§ **What to work on**: Reproduce the material below, swapping every "Format example" for "Sample format" and changing nothing else, and omit the pictures from your answer.

Image point annotation entries
══════

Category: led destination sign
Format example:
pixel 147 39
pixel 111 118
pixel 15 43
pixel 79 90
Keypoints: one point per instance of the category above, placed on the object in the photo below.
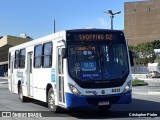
pixel 96 36
pixel 87 37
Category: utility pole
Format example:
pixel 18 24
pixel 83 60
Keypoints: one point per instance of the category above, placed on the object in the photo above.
pixel 112 16
pixel 54 25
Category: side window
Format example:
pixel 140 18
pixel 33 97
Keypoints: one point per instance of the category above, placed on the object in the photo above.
pixel 16 60
pixel 9 59
pixel 37 56
pixel 47 55
pixel 22 55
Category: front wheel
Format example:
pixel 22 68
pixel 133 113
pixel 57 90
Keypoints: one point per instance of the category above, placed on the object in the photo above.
pixel 51 101
pixel 104 108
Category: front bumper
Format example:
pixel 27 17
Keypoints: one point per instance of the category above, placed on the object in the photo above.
pixel 75 101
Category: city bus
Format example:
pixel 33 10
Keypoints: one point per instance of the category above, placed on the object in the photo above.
pixel 73 69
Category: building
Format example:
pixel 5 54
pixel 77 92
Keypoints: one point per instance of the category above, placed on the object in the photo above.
pixel 5 43
pixel 142 21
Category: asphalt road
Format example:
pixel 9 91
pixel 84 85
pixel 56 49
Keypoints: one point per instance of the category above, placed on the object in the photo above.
pixel 141 104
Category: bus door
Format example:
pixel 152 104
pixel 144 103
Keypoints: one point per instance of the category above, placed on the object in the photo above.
pixel 29 74
pixel 60 82
pixel 11 78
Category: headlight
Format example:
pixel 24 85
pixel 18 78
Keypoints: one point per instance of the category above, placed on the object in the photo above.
pixel 127 87
pixel 74 90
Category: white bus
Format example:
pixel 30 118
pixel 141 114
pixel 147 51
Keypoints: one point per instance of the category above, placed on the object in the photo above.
pixel 73 69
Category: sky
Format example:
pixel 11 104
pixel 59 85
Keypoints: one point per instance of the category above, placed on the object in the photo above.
pixel 36 17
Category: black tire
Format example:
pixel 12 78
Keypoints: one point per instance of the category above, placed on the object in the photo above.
pixel 104 108
pixel 51 101
pixel 21 97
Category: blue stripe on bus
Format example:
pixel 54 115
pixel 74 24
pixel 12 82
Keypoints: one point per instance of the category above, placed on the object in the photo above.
pixel 74 101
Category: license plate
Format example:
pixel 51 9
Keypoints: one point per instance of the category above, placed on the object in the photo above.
pixel 103 103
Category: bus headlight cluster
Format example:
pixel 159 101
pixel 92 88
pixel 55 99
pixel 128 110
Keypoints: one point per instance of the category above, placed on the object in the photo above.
pixel 127 87
pixel 74 90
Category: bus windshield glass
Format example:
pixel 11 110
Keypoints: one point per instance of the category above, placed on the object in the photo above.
pixel 93 61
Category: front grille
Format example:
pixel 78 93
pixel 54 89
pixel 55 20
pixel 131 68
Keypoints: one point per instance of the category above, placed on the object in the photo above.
pixel 94 101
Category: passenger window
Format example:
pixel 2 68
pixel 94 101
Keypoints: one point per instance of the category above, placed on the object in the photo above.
pixel 22 55
pixel 47 55
pixel 16 60
pixel 37 56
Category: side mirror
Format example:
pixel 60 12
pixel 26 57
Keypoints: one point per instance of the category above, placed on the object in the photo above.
pixel 131 58
pixel 64 52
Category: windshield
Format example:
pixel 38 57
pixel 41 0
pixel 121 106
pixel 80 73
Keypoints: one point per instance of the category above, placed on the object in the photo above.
pixel 97 62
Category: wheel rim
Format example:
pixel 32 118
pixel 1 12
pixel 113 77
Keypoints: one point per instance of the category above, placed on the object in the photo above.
pixel 51 101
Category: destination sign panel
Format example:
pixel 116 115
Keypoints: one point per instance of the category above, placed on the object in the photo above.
pixel 96 35
pixel 87 37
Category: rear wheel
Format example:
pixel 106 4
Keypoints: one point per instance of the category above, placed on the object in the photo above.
pixel 51 101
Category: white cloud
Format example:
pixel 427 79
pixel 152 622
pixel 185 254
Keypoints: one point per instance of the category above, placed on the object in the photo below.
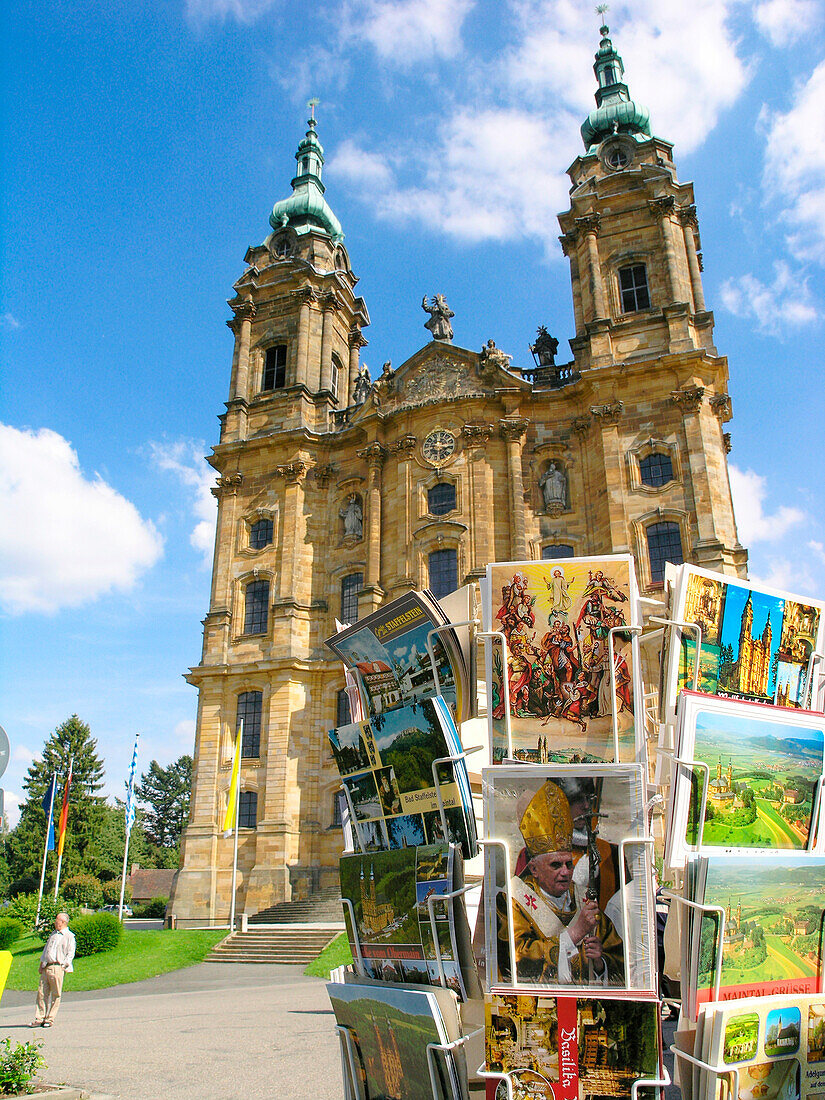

══════

§ **Solution to the exercise**:
Category: led destination sign
Sample format:
pixel 147 39
pixel 111 118
pixel 15 43
pixel 79 90
Keypoints: one point per instance of the category above, placed on the object in the photo below.
pixel 96 36
pixel 87 37
Category: utility pole
Sample format:
pixel 18 24
pixel 83 60
Keypoints: one point per instance of the category above, placed on the object in the photo above.
pixel 112 16
pixel 54 25
Category: side window
Sample format:
pixel 140 18
pixel 33 97
Keypoints: one point per instance of the category above, placed on the object in the photo above.
pixel 16 60
pixel 9 59
pixel 37 56
pixel 47 55
pixel 22 55
Category: front wheel
Sample format:
pixel 22 68
pixel 133 113
pixel 57 90
Keypoints: one point per instance of the category above, placed on the object in the photo above.
pixel 51 101
pixel 104 108
Category: front bumper
Sample format:
pixel 27 17
Keypoints: one point per instance of the category above, placed on the object in the photo above.
pixel 75 101
Category: city bus
Sample format:
pixel 33 10
Keypoints: one point per instance of the category above, placed on the object in the photo above.
pixel 73 69
Category: building
Sample format:
pixel 5 54
pixel 77 92
Keypoints: one point per instance of the category above, placed on the object in the photo above.
pixel 5 43
pixel 142 21
Category: asphalt road
Sample format:
pixel 9 91
pixel 84 85
pixel 56 49
Keypoints: one point per instance of the category above, placed on the object in the photo above.
pixel 141 104
Category: bus door
Sample format:
pixel 152 104
pixel 144 103
Keypoints: one point per instance of the category above, placed on the object in the photo above.
pixel 29 74
pixel 60 82
pixel 11 78
Category: headlight
Sample format:
pixel 24 85
pixel 18 78
Keypoints: one point per instance of the category above, placed on the object in the photo above.
pixel 127 87
pixel 74 90
Category: white bus
Sample format:
pixel 30 118
pixel 141 114
pixel 147 51
Keypoints: one point per instance of the category above, placed on the object in the photo above.
pixel 73 69
Category: sky
Sample format:
pixel 11 104
pixel 59 85
Keypoints: one point per instance of the category above, placed on the object in the photo above.
pixel 36 17
Category: black tire
Sample format:
pixel 12 78
Keypoints: one point per instance of the category above, placed on the object in the photo above.
pixel 104 108
pixel 51 101
pixel 21 97
Category: blue stripe on bus
Sample format:
pixel 54 115
pixel 74 24
pixel 12 82
Keypoints: one point per instance of the category above, placed on the object in the photo above.
pixel 74 101
Category: license plate
Sample format:
pixel 51 9
Keypoints: one point per instance of the category above, placed on the object in the photo above.
pixel 103 103
Category: bus headlight cluster
Sample format:
pixel 159 101
pixel 92 88
pixel 55 99
pixel 128 110
Keypoints: one point per instance of the category above, placed on the object in the photo above.
pixel 127 87
pixel 74 90
Category: bus windshield glass
Sample format:
pixel 11 110
Keypoints: one point per instance of the category above, placed on the object in the photo above.
pixel 93 61
Category: front grille
Sample format:
pixel 78 93
pixel 54 89
pixel 55 20
pixel 131 68
Keypoints: one point per instance of the category above, placed on the object in the photo above.
pixel 94 101
Category: passenger window
Sample format:
pixel 2 68
pixel 94 101
Keypoints: one point per instance of the category above, placed on the object in the photo above.
pixel 22 55
pixel 47 55
pixel 16 60
pixel 37 56
Category: side mirror
Sample format:
pixel 60 12
pixel 26 57
Keypoints: one point per instance of the category above, placed on the object in the photo above.
pixel 131 58
pixel 64 52
Category: windshield
Sample format:
pixel 38 57
pixel 41 0
pixel 121 106
pixel 80 73
Keypoints: one point per instance of the category above, placed on the object in the photo above.
pixel 97 62
Category: wheel rim
Sample format:
pixel 32 118
pixel 1 12
pixel 113 77
Keypoints: one point per instance of the category above, placed on the object in the photo above.
pixel 51 101
Category: destination sign panel
Sample format:
pixel 116 115
Keypoints: one point per instance of the category above, placed on the object in the photo above.
pixel 96 35
pixel 87 37
Category: rear wheel
Sample format:
pixel 106 4
Keypoints: one point per instance of the category above, placed on the object in the photo above.
pixel 51 101
Category: white cloud
Sample format:
pixel 427 79
pixel 152 622
pixel 185 254
Keypoints: one point per instance of the category above, placed on the object in the photo below.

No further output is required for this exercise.